→ Exercise directions: Reproduce every line of the material below, but drop the pictures.

[Recorded data]
<<<<
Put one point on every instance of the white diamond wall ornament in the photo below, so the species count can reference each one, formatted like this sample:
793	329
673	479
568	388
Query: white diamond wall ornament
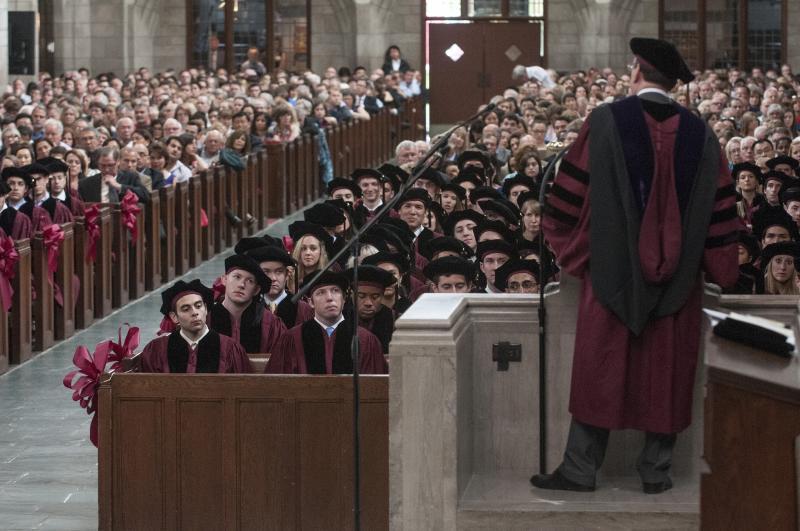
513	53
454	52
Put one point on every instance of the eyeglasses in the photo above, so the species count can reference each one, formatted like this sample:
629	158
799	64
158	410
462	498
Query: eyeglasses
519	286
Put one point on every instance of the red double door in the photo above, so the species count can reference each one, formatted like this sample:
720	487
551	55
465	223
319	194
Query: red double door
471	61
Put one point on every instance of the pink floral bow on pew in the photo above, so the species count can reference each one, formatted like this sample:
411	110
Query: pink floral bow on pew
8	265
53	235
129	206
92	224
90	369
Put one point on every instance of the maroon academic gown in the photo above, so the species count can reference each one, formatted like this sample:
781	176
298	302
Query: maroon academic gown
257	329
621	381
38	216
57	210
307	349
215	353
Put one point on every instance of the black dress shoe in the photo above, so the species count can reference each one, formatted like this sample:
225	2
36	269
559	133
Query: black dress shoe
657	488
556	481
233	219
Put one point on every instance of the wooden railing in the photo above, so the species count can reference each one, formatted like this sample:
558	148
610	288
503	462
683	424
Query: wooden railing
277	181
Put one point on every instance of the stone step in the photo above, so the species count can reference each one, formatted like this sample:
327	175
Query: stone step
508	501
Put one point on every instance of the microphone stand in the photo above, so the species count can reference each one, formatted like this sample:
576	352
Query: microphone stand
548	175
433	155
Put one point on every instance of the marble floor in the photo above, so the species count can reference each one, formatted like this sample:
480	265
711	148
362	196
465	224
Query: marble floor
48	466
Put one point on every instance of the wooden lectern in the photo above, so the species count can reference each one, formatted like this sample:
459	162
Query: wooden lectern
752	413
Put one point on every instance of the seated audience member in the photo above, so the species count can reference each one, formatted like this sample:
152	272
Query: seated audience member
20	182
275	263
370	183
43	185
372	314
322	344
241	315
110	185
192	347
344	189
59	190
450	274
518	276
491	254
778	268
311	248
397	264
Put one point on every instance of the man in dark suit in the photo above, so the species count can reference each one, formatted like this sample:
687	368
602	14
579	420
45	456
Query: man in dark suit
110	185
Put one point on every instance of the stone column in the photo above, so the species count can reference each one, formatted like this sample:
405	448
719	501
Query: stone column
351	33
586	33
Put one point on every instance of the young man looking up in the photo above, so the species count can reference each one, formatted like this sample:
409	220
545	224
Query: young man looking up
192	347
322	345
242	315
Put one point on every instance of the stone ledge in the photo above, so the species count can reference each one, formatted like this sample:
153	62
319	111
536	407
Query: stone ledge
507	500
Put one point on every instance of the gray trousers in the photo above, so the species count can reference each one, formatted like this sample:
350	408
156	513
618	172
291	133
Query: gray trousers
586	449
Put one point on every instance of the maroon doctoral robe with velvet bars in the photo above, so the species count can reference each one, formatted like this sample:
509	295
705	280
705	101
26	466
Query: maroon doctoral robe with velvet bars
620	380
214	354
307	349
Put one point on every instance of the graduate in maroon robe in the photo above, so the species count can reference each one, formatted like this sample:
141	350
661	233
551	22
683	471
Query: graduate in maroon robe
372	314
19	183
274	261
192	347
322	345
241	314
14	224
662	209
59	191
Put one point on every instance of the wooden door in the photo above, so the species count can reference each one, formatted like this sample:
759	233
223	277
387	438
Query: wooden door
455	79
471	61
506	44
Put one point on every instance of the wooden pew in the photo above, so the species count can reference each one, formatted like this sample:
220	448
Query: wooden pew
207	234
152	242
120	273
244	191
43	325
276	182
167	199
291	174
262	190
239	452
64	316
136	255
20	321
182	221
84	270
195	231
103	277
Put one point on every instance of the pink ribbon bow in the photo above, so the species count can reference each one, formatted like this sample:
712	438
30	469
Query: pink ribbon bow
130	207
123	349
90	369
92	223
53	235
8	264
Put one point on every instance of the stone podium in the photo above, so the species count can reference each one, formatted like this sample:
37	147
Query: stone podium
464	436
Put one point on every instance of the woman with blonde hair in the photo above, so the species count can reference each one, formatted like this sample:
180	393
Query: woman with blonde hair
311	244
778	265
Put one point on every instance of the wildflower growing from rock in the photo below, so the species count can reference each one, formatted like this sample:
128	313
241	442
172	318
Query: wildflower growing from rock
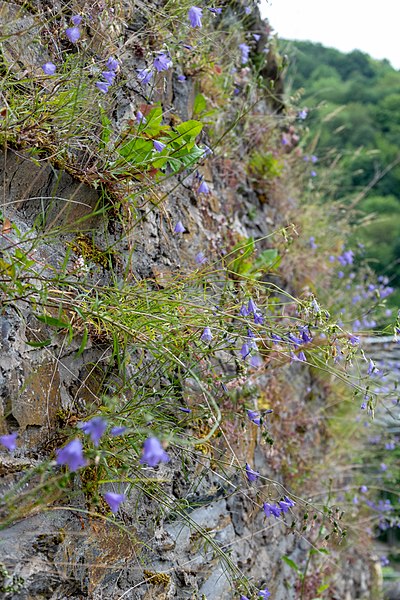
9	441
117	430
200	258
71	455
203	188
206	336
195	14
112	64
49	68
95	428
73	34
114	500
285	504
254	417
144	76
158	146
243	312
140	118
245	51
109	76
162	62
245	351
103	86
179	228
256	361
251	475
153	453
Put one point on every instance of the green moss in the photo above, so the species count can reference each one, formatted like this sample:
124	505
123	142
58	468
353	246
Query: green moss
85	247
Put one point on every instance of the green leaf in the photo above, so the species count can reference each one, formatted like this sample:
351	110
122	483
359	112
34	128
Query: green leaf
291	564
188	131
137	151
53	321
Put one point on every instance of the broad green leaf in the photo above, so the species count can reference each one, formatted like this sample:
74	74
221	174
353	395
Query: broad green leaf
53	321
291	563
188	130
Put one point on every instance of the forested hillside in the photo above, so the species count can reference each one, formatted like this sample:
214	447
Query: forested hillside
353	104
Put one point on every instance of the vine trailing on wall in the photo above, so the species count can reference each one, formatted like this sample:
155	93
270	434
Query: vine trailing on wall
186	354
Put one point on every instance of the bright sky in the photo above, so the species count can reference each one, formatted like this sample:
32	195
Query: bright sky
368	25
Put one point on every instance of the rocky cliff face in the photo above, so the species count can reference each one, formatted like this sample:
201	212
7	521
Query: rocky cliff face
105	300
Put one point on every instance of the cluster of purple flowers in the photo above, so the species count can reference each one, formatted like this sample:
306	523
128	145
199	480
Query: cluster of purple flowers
>>>>
→ The response:
Put one point on every instance of the white diamond wall ornament in the photo below, so the species count can reference each one, formatted like this sample:
793	329
673	479
568	388
Query: white diamond wall ornament
513	53
454	52
Put one point on every instance of the eyeglasses in the photo above, so the species count can reference each one, formatted like this sample:
629	158
799	64
158	410
462	498
Query: eyeglasses
519	286
Put one point on every instance of the red double door in the photo above, so the species count can reference each one, formatted like this sample:
720	487
551	55
465	223
319	194
Query: red double door
471	61
Put one point on every instance of the pink floral bow on pew in the photo above, so the species count can reference each one, formatted like this sample:
411	110
Query: pink floral bow on pew
8	265
53	235
129	206
92	224
90	369
Put one point on every instance of the maroon academic gown in the photo above, so the species count can reference each one, formatted like this sample:
781	176
298	302
Query: maroon academic gown
257	329
621	381
38	216
57	210
307	349
215	353
Put one point on every instance of the black dress shoe in the photo above, so the species count can reference each one, formatted like this sample:
225	2
36	269
559	133
Query: black dress shoe
657	488
556	481
233	219
Put one point on every instance of the wooden railing in the photo above, so the species count can reference each one, formatted like this sample:
558	148
610	288
503	462
683	424
Query: wooden railing
277	181
Put one point on every instance of the stone step in the photo above, so the species count can reference each one, formatted like this sample:
327	175
Query: stone step
508	501
Put one point on every instance of the microphone stand in the photo above, so the species count can reference each one, formatted like this sample:
576	352
Query: microphone stand
548	175
433	155
Put one point on every instance of the marble floor in the photo above, so the species count can reference each one, formatted like this sample:
480	265
711	148
362	196
465	224
Query: marble floor
48	466
Put one point on every instance of the wooden lectern in the photo above, so the species count can reference each one, formatted like this sample:
459	162
Query: wooden lectern
752	413
Put one point on every instance of the seated audience member in the photo above, so the species count can reference each one, formatted like this sample:
152	272
Query: seated audience member
20	182
275	263
370	183
43	185
372	314
322	344
241	315
110	185
192	347
344	189
59	190
450	274
518	276
491	254
778	268
311	248
397	264
Put one point on every instance of the man in dark suit in the photo above, so the species count can reference each one, formatted like this sample:
687	368
602	14
579	420
45	456
Query: man in dark suit
110	185
Put one point on every instance of the stone column in the photo above, so the species count can reference each one, formatted like this sample:
405	448
719	501
Query: stone column
351	33
586	33
Put one point on every instance of the young man looking up in the photo above, so the species count can reference each one, formatted like this sample:
409	220
545	224
Query: young man looking up
192	347
322	345
242	315
Put one point on every instance of the stone ledge in the photo above, so the species count can reference each one, formatted like this sample:
153	62
319	111
536	407
Query: stone ledge
507	500
Put one point on every instance of the gray trousers in the photo above, so the species count can reference each one, formatted like this sample:
350	408
156	513
618	172
291	133
Query: gray trousers
586	449
Put one point on every instance of the maroon doctoral robe with velvet bars in the photo above, so the species count can reference each one, formatted like this sample:
509	295
705	280
705	101
26	466
Query: maroon doctoral robe with velvet bars
620	380
214	354
307	349
Put one point on every instance of the graduate in maroon robe in the photo above, so the species count can reference each one, formatted like this sample:
141	350
661	233
551	22
683	471
Query: graduate in maroon robe
372	314
19	183
274	261
192	347
322	345
241	314
14	224
662	209
59	191
Put one point on every instance of the wooden door in the photo above, so the species count can reference each one, formatted like this sample:
759	233
223	277
387	438
Query: wooden door
455	79
471	61
506	44
Put one point on every instance of the wooden pew in the photo above, so the species count can reference each one, formatted like this sample:
220	448
Query: wooden pew
207	234
152	242
120	273
244	191
43	325
276	182
167	199
291	174
262	190
239	452
64	316
136	255
20	321
182	221
84	270
195	231
103	277
Put one point on every instance of the pink ribbon bow in the photo above, so the species count can reference each one, formatted like this sample:
712	438
30	469
Query: pink ribbon bow
130	207
123	349
90	369
92	223
53	235
8	264
Put one point on every instance of the stone podium in the photo above, so the species count can reference each one, formatted like this sample:
37	147
Query: stone podium
464	436
Put one point on every instance of the woman with blonde hair in the photo above, so the species count can reference each one, formatted like this sample:
180	393
Query: woman with blonde hair
311	244
778	265
Put one point on every instance of the wildflower growing from rock in the photo below, so the species count can reference each one, formatted like this sample:
128	313
241	442
172	318
Query: wildflower growing from rock
9	441
117	430
200	258
71	455
203	188
206	336
195	14
112	64
49	68
95	428
73	34
114	500
285	504
254	417
144	76
158	146
243	312
140	118
245	51
109	76
162	62
245	351
103	86
179	228
256	361
251	475
153	453
Put one point on every instance of the green moss in the photo above, so the species count can reference each one, formatted like this sample:
124	505
123	142
58	468
353	246
Query: green moss
85	247
Put one point on every instance of the green leaf in the photo above, so the species count can reference each one, formatted like this sample:
351	110
122	483
359	112
34	128
Query: green leaf
291	564
188	131
137	151
53	321
Put one point on every instance of the broad green leaf in the photo above, so the species count can reference each one, formatted like this sample:
74	74
221	174
353	395
Query: broad green leaf
53	321
291	563
188	130
Put one point on every instance of the forested hillside in the photo above, so the species count can reference each one, formatted like this sample:
214	447
Query: forested hillside
353	104
Put one point on every instance of the vine trailing on wall in the photo above, so the species count can reference each one, formatted like this sample:
155	93
270	434
Query: vine trailing on wall
186	354
Put one point on every instance of the bright sky in the photo above, so the species count can reference each one, formatted like this sample:
32	195
Query: bright sky
368	25
Put one point on every instance of the rocky cliff face in the photo above, so the species count can reference each one, formatted like this sample:
201	212
7	521
Query: rocky cliff face
105	300
Put one point on every instance of the cluster of purple flowers in the photo above, so the species count can reference each one, formatted like this sample:
306	523
128	145
199	480
Query: cluster of purple flowers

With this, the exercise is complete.